Exercise requirements: Convert all the entries below into a Markdown table with the columns No and Entry, numbering each line and skipping blank ones. Leave the pictures out of the answer.

Exercise input:
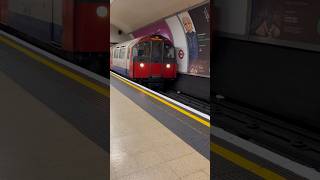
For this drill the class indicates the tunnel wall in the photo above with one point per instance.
(115, 37)
(280, 81)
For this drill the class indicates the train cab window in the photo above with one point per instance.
(114, 53)
(169, 53)
(122, 53)
(128, 53)
(143, 51)
(117, 53)
(156, 52)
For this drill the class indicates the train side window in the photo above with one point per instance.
(134, 53)
(122, 53)
(117, 52)
(144, 51)
(156, 51)
(114, 53)
(128, 53)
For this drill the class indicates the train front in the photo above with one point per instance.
(154, 59)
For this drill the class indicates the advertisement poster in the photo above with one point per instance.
(160, 28)
(196, 23)
(291, 20)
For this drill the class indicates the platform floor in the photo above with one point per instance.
(143, 147)
(44, 127)
(235, 158)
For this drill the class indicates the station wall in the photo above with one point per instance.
(115, 37)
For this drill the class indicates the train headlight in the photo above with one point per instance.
(102, 11)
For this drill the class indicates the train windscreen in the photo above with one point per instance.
(156, 52)
(169, 54)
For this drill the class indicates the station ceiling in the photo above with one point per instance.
(130, 15)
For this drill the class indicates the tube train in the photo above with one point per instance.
(148, 59)
(76, 30)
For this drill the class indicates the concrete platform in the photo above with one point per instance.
(44, 127)
(146, 146)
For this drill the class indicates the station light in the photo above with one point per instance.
(102, 11)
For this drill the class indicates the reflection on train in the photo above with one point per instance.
(150, 59)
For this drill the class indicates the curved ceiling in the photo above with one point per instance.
(130, 15)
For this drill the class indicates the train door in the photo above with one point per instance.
(156, 59)
(56, 22)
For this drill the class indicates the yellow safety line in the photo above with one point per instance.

Response to the exercise:
| No | Entry |
|---|---|
| 1 | For this drill the class indicates the tunnel wall in the photo above with one point per instance. |
| 2 | (115, 37) |
| 3 | (280, 81) |
| 4 | For this drill the class indicates the train cab window in the photo above with one point per instance. |
| 5 | (114, 53) |
| 6 | (169, 53) |
| 7 | (122, 53) |
| 8 | (128, 53) |
| 9 | (143, 51) |
| 10 | (117, 53) |
| 11 | (156, 52) |
| 12 | For this drill the class indicates the train side window in the photo above with one point per instance. |
| 13 | (134, 53) |
| 14 | (122, 53) |
| 15 | (117, 52) |
| 16 | (144, 51) |
| 17 | (156, 51) |
| 18 | (114, 53) |
| 19 | (128, 53) |
| 20 | For this drill the class indicates the train front in the photo above with one point per instance. |
| 21 | (154, 59) |
| 22 | For this drill the class indicates the advertisement poster in the photo above with one point per instance. |
| 23 | (160, 28) |
| 24 | (196, 23) |
| 25 | (291, 20) |
| 26 | For this drill the class indicates the platform floor in the photo above with one point per instance. |
| 27 | (143, 147) |
| 28 | (44, 127) |
| 29 | (235, 158) |
| 30 | For this drill the class indicates the station wall in the photo above with one point per instance. |
| 31 | (115, 37) |
| 32 | For this drill the class indicates the train headlight in the photo above with one point per instance. |
| 33 | (102, 11) |
| 34 | For this drill the class indicates the train windscreen in the photo above with one point per instance. |
| 35 | (156, 52) |
| 36 | (169, 54) |
| 37 | For this drill the class indicates the station ceiling in the photo above with one point per instance. |
| 38 | (130, 15) |
| 39 | For this drill the class indicates the tube train in the photo above with one point per instance. |
| 40 | (148, 59) |
| 41 | (76, 30) |
| 42 | For this drill the class indicates the concrete platform in the photo above with one point per instance. |
| 43 | (44, 127) |
| 44 | (146, 146) |
| 45 | For this drill the class indicates the station light in the photo above with one point per instance. |
| 46 | (102, 11) |
| 47 | For this drill the class indicates the reflection on train in the photo above with one point per instance. |
| 48 | (150, 59) |
| 49 | For this drill the class indicates the curved ceiling in the photo above with one point per instance. |
| 50 | (130, 15) |
| 51 | For this drill the class indicates the train door in the photo above with one point per instance. |
| 52 | (156, 59) |
| 53 | (56, 22) |
| 54 | For this drill the class indicates the yellow safety line in the photo above with one point per instance. |